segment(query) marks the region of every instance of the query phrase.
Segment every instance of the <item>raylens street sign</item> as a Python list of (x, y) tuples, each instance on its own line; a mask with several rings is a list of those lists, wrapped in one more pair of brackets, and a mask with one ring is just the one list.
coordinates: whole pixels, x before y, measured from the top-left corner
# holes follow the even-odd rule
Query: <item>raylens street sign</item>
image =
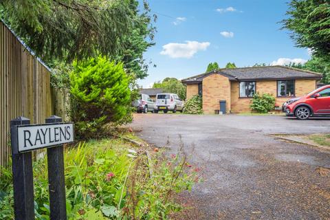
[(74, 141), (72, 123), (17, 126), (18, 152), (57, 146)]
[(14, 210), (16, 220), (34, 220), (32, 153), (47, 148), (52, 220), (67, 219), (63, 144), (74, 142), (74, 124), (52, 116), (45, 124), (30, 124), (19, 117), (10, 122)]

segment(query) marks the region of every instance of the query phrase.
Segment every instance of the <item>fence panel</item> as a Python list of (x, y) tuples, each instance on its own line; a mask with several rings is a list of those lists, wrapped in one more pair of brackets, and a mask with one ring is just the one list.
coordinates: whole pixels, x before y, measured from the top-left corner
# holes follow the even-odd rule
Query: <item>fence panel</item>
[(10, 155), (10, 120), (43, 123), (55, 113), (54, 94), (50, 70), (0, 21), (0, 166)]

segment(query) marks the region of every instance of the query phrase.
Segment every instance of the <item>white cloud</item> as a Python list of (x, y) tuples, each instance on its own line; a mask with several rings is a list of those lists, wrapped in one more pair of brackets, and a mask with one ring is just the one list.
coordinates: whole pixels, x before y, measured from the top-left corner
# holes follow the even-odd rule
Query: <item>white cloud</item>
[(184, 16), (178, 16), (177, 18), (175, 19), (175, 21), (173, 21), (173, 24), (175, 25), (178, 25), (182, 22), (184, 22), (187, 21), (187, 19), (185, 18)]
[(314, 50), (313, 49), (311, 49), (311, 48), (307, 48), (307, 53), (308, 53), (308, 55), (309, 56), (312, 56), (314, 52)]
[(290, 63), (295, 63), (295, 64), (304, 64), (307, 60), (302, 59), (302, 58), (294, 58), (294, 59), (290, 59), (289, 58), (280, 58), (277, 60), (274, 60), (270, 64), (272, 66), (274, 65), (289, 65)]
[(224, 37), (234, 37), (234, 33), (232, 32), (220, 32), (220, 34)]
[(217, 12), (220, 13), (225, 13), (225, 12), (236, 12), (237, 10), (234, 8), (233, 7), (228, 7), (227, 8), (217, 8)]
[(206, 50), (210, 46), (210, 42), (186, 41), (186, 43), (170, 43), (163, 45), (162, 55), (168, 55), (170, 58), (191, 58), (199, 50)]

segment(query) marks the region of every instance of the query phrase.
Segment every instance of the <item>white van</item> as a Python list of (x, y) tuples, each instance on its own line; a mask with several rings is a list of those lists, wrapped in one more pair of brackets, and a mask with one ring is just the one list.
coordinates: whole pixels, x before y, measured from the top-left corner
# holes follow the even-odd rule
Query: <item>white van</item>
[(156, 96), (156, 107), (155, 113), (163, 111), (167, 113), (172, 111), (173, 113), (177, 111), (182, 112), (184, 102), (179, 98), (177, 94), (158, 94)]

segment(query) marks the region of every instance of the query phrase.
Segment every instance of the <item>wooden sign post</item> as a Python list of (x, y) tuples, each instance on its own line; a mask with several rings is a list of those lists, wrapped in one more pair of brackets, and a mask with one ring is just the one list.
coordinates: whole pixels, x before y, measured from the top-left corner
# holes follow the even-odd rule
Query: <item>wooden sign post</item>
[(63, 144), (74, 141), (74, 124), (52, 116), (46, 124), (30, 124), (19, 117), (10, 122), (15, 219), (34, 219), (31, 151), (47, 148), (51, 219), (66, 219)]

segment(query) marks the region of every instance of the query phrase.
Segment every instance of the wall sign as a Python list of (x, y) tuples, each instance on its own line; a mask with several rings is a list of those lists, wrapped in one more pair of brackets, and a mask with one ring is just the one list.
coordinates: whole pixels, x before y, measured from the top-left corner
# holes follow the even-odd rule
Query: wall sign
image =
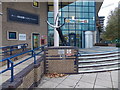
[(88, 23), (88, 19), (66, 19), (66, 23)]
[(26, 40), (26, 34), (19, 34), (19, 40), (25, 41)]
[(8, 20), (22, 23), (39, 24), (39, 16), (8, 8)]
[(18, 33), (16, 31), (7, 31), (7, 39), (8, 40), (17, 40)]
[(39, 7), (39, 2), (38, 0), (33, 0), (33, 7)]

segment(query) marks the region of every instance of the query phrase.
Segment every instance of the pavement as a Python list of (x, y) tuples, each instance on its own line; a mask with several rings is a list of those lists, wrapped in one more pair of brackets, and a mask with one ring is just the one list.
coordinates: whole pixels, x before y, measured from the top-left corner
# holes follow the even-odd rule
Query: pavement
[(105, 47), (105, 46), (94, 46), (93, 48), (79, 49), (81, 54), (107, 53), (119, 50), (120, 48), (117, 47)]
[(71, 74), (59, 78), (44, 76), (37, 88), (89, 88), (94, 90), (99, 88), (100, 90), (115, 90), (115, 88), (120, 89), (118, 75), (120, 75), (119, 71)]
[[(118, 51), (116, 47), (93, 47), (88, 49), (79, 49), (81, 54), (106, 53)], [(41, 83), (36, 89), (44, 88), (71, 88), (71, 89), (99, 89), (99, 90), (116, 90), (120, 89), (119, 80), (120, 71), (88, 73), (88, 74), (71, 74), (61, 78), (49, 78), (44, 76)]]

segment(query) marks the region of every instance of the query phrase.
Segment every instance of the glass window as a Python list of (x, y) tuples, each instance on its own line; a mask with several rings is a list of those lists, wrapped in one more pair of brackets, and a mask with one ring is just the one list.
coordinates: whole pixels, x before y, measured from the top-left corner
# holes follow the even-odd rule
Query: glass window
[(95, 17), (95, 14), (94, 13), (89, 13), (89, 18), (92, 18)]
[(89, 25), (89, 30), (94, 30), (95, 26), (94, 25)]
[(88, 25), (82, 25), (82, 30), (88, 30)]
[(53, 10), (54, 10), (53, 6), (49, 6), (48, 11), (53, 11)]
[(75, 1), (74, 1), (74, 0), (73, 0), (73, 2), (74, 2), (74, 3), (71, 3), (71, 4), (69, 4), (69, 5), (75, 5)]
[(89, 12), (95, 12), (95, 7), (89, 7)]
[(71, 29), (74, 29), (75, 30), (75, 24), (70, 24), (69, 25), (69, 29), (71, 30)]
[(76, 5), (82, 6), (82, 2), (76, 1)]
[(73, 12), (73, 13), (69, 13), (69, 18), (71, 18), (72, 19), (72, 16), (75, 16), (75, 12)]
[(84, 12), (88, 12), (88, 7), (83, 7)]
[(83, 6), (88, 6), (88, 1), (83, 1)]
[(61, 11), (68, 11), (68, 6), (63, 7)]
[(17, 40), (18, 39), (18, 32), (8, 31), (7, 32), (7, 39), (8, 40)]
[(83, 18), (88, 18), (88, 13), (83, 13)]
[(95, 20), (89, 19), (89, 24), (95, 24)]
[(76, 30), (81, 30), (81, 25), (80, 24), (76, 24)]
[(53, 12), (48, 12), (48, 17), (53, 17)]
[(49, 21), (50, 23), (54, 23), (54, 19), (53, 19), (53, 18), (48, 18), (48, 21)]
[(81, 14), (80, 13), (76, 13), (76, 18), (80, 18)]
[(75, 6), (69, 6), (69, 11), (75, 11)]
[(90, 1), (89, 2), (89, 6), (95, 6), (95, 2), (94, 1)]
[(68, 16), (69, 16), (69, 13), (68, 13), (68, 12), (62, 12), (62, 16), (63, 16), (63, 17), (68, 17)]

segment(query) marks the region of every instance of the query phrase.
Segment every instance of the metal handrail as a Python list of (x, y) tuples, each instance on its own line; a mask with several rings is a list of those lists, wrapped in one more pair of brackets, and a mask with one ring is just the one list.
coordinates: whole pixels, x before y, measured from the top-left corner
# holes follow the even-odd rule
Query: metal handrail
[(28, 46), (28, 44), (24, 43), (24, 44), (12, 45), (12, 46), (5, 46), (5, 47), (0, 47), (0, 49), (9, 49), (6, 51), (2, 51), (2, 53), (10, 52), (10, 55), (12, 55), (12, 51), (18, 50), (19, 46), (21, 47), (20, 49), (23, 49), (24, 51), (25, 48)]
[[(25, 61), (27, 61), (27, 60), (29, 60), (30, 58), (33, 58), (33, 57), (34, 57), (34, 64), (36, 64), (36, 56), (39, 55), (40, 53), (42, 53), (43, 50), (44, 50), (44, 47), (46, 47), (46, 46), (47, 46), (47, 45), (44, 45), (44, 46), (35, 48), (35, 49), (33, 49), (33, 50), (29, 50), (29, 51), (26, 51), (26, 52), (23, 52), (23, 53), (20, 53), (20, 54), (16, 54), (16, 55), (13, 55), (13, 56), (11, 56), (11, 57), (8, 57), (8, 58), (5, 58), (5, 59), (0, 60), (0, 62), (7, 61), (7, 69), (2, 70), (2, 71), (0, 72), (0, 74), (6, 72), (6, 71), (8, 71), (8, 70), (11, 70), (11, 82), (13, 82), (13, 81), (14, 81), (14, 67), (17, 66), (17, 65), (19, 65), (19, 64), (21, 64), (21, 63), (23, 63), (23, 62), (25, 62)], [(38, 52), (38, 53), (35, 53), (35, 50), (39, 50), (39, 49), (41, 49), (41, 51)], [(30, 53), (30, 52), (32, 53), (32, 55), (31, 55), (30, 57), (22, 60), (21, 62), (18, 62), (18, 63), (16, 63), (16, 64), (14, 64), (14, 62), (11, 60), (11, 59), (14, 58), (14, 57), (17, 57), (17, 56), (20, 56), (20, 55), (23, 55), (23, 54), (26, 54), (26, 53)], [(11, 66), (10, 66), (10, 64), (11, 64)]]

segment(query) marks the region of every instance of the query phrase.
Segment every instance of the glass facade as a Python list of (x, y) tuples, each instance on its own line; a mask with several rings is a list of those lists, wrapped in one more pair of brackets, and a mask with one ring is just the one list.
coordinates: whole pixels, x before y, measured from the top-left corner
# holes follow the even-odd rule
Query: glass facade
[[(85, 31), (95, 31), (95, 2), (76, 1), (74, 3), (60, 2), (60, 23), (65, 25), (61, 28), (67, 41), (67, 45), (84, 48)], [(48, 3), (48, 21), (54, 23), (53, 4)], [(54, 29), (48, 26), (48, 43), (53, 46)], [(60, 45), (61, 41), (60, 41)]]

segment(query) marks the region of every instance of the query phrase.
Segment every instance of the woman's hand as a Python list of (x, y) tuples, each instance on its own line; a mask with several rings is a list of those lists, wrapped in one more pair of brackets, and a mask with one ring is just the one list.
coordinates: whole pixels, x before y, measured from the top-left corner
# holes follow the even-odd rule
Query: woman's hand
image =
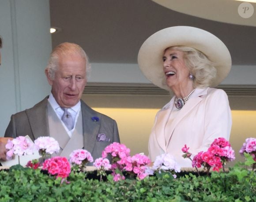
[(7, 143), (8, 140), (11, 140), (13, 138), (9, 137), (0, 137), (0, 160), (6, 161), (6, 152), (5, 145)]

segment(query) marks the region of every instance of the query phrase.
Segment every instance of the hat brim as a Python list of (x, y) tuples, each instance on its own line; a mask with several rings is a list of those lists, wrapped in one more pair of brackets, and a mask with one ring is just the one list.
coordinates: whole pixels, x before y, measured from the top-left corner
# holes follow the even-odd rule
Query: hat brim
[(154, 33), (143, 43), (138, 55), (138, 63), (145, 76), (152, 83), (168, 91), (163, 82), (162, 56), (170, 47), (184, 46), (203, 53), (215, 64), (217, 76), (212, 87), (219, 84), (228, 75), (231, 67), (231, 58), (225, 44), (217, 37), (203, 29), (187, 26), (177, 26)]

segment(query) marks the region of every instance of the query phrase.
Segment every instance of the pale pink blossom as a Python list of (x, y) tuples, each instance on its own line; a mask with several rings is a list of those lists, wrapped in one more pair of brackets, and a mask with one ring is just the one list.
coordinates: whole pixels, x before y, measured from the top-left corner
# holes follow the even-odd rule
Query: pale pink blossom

TASK INSTRUCTIONS:
Copy the listing above word for word, from its first line up to and including the line that contains "[(74, 141), (72, 123), (17, 126), (18, 152), (57, 146)]". Leave any pictures out of the copy.

COMPLETED EXERCISE:
segment(query) marks the region of every instance of the query phrase.
Segment every instance of the <item>raylens street sign</item> as a Python list of (x, y) tuples, each instance on its own line; a mask with several rings is a list of those lists, wrapped in one more pair of brackets, and a mask with one ring is just the one list.
coordinates: whole pixels, x before y, measured from the top-left corner
# holes follow the even-odd rule
Query: <item>raylens street sign</item>
image =
[(74, 141), (72, 123), (17, 126), (18, 152), (57, 146)]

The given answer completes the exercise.